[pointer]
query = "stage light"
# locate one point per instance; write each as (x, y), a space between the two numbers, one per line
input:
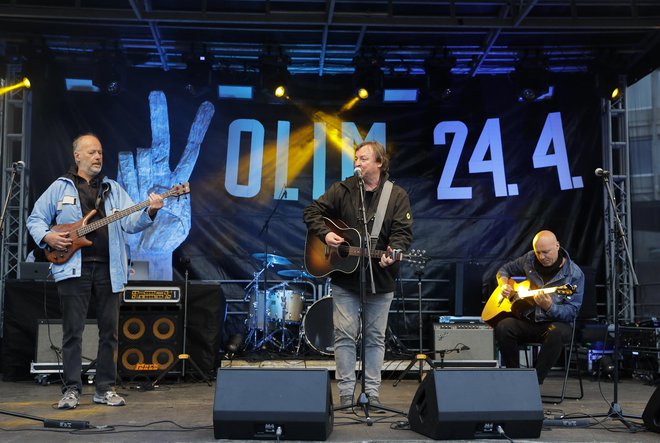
(280, 91)
(275, 73)
(438, 75)
(25, 83)
(531, 79)
(367, 77)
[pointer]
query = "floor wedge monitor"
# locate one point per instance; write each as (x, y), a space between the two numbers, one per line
(460, 404)
(272, 404)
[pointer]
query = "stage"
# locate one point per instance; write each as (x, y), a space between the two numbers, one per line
(183, 412)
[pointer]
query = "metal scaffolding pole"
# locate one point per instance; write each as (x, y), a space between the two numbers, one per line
(619, 271)
(15, 128)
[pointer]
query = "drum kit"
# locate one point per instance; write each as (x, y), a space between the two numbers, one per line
(277, 315)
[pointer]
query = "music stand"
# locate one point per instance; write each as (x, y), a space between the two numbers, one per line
(363, 263)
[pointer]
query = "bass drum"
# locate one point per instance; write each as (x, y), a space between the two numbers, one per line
(318, 328)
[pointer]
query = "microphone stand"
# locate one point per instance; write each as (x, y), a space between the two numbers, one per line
(615, 410)
(365, 261)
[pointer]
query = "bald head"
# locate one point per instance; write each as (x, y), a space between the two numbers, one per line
(546, 247)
——
Please return every line from the material above where the string "query" occurs.

• _Answer box_:
query = "stage light"
query = "floor wedge monitor"
query = "stage"
query = "metal scaffolding pole"
query = "drum kit"
query = "music stand"
query = "bass drum"
query = "microphone stand"
query = "bald head"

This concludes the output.